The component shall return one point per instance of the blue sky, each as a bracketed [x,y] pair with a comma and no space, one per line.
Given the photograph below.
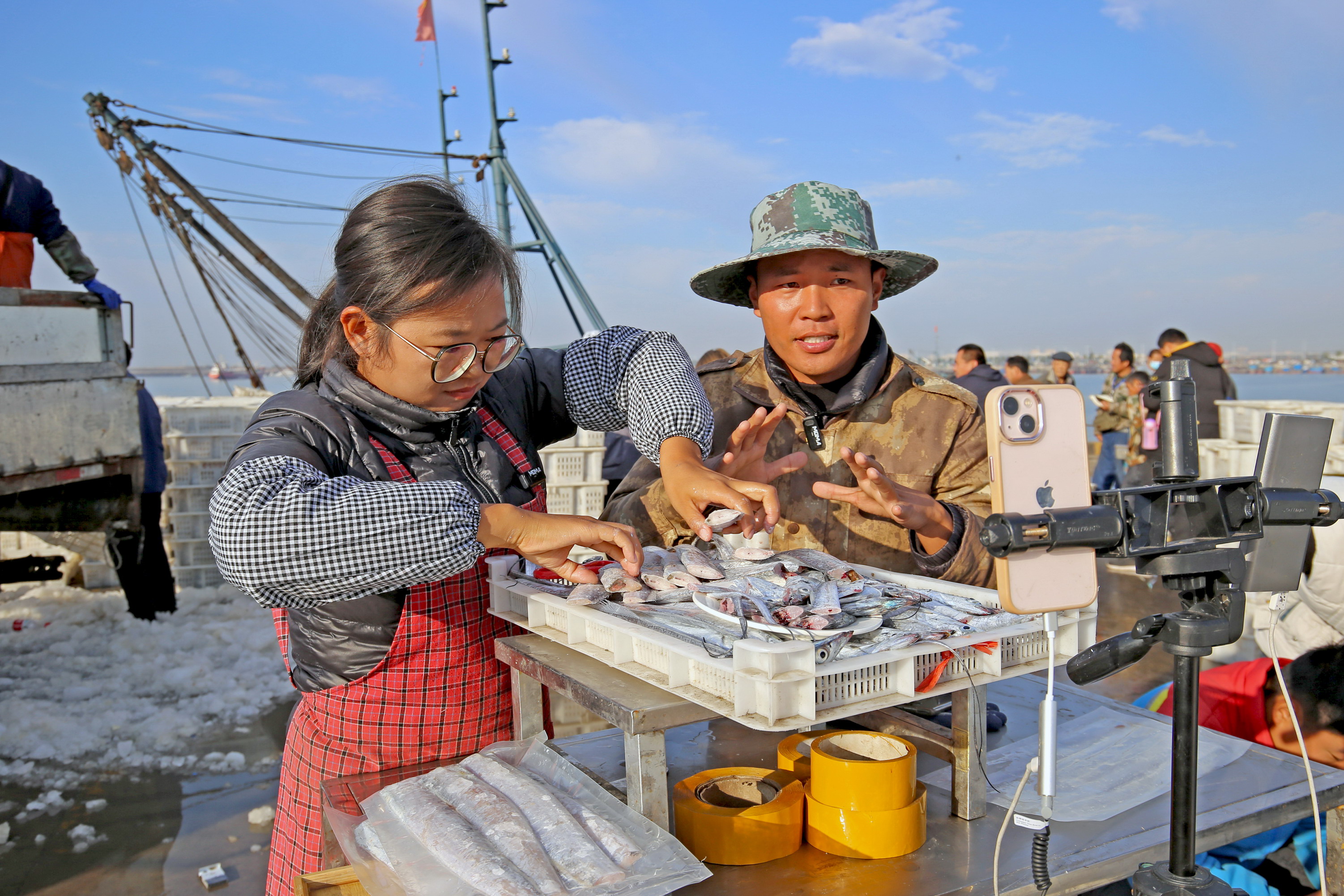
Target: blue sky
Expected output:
[1085,171]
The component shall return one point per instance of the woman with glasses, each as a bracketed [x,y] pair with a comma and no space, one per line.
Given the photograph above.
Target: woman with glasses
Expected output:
[359,507]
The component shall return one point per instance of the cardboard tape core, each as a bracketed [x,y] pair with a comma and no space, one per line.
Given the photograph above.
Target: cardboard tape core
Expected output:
[737,792]
[862,747]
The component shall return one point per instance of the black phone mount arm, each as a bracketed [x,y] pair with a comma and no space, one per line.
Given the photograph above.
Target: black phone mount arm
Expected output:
[1174,530]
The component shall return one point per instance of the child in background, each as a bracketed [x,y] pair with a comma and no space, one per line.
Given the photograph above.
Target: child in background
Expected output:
[1244,700]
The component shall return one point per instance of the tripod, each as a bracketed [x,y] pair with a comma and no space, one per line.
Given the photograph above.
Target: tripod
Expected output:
[1179,530]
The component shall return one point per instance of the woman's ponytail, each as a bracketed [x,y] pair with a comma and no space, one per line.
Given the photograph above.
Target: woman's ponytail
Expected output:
[405,235]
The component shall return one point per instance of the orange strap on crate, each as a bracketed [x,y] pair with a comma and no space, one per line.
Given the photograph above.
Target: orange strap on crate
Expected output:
[932,679]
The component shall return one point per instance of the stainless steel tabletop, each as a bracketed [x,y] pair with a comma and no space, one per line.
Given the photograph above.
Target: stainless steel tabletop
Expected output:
[1261,790]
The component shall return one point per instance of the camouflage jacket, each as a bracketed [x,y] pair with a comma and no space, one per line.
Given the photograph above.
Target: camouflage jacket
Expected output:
[925,431]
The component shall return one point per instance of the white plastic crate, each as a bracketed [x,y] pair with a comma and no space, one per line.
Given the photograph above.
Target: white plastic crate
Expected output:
[199,448]
[573,467]
[186,527]
[779,687]
[1242,421]
[584,438]
[192,499]
[207,415]
[581,500]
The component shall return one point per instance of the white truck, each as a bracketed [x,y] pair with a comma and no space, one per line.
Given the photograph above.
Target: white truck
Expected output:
[70,457]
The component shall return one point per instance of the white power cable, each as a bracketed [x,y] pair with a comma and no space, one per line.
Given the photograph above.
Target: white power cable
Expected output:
[1280,600]
[1012,806]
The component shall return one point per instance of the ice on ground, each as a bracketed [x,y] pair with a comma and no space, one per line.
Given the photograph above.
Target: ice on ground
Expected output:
[98,691]
[261,816]
[85,836]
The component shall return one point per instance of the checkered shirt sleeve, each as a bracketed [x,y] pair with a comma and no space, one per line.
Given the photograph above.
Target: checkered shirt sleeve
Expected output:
[641,379]
[291,537]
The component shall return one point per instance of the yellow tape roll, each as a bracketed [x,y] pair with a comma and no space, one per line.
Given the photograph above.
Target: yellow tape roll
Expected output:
[795,754]
[721,819]
[867,835]
[863,770]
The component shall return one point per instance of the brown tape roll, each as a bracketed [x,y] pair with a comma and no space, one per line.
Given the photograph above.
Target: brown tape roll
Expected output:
[740,816]
[867,835]
[863,770]
[795,754]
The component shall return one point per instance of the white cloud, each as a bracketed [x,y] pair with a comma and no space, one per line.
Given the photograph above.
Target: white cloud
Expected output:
[1128,14]
[614,152]
[904,42]
[240,80]
[259,105]
[922,187]
[353,89]
[1165,135]
[1041,140]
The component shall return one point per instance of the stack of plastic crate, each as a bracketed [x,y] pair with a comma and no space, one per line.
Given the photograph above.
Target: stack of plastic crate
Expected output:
[574,480]
[199,435]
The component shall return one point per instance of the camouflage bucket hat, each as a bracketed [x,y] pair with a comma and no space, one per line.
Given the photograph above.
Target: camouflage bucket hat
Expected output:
[812,215]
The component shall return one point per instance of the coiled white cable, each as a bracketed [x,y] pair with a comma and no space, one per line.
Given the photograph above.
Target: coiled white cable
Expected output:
[1280,600]
[1012,806]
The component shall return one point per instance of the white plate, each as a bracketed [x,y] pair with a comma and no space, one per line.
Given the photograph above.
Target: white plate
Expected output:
[861,625]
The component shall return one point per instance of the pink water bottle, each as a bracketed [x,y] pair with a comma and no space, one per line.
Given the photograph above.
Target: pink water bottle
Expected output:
[1151,427]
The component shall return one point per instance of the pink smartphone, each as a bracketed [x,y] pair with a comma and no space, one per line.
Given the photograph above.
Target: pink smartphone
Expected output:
[1038,460]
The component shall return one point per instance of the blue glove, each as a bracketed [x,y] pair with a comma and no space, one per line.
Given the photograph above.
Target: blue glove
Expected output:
[111,297]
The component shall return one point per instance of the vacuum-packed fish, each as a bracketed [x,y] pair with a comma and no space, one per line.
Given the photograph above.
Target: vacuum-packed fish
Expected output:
[565,840]
[496,817]
[453,841]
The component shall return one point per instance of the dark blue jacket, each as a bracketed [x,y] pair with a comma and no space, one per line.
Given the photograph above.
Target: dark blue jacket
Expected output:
[152,444]
[26,206]
[980,380]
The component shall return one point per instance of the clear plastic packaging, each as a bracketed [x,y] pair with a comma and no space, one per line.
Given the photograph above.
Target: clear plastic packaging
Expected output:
[390,862]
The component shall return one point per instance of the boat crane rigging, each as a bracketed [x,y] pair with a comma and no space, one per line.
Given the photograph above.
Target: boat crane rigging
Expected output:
[237,289]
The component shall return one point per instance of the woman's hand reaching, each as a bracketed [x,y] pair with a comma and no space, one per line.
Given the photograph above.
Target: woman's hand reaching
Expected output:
[878,495]
[546,539]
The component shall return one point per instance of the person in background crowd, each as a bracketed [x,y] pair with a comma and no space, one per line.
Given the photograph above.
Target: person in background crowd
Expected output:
[1112,423]
[1244,700]
[1143,431]
[971,372]
[139,555]
[1212,382]
[27,211]
[1016,371]
[1314,616]
[1059,375]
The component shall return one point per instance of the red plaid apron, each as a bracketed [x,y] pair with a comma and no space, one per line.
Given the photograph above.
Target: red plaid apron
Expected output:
[439,692]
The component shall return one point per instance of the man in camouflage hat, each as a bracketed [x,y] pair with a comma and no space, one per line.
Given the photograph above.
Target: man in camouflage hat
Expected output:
[878,461]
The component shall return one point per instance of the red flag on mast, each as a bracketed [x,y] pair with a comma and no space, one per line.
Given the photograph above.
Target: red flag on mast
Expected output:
[425,26]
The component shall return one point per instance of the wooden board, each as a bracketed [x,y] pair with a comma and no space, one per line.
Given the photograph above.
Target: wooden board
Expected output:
[338,882]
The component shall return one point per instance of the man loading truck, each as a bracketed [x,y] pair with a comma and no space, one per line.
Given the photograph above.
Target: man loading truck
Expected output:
[29,213]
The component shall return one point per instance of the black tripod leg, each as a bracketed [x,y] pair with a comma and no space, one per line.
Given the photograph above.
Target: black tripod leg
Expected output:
[1185,765]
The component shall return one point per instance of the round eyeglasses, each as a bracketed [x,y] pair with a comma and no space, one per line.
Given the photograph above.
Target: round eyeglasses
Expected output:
[453,362]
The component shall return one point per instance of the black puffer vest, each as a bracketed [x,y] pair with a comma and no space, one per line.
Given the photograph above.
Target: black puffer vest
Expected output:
[330,425]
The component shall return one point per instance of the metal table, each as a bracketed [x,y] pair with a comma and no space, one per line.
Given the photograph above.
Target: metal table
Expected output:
[1261,790]
[644,713]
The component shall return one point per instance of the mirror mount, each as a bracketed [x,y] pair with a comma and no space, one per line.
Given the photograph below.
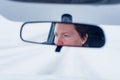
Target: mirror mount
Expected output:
[64,18]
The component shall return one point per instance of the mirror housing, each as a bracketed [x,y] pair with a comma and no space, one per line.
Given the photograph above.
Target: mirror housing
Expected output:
[44,33]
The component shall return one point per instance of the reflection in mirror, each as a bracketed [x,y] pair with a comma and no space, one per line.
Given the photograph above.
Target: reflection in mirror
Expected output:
[35,32]
[63,34]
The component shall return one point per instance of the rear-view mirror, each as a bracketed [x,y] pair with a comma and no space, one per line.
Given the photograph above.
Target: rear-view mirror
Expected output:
[61,33]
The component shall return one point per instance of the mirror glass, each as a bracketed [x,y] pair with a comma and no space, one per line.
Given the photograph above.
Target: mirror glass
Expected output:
[36,32]
[61,33]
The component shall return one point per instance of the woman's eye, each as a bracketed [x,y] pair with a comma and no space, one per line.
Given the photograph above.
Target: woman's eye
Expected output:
[66,35]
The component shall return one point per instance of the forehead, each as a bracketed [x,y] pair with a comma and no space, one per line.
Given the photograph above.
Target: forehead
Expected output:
[64,26]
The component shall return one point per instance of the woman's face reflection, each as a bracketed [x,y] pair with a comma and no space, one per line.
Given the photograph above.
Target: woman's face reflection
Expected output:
[66,34]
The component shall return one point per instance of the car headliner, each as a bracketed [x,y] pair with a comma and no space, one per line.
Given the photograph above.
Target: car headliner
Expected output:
[91,14]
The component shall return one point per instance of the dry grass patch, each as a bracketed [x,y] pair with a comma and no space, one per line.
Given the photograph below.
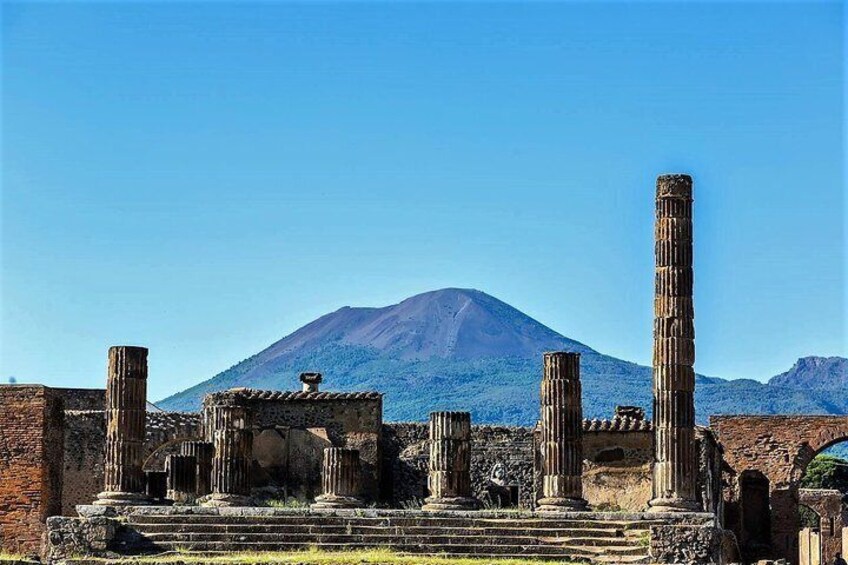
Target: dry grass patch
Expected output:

----

Task:
Output the span from the line with "of the rear-view" through the last line of the data, inclusive and exact, and omit every picture.

Result of this task:
The component shall return one point per instance of the rear-view mirror, each as a bracketed [x,y] pair with a comma and no space, one per line.
Given the photograph above.
Target: rear-view mirror
Expected output:
[61,33]
The component shall return one point per instance of the mirror glass, each as a bracketed [x,y] pair with a comma and no space, one per line.
Given the photograph above.
Target: mirror glass
Expected output:
[36,32]
[61,33]
The component shall return one point per instance of the woman's eye, each as a bracketed [x,y] pair with a comma and no space, one per line.
Given the photograph above.
Target: woman's eye
Expected output:
[66,35]
The component shall return one point per instance of the forehead, each as a bracketed [x,y] pair with a comma and no space, one per line.
Given the photograph above.
Target: forehead
Expected output:
[64,26]
The component shall return one point per instance of the woman's face reflection, each as a bracketed [x,y] pair with a comma and no space, one per line.
Given the photograph above.
Target: woman's face reflection
Expected output:
[66,34]
The component shall return one point per instance of the car headliner, each as a bracketed [x,y] pair with a comma and no space, one per line.
Given the photograph above.
Target: car headliner
Expected output:
[91,14]
The component shall return one point per instance of the dry grass patch, each as a bracketed [x,y] pair with a comma and no space, one per line.
Given the photograph below.
Target: dry grass patch
Expected output:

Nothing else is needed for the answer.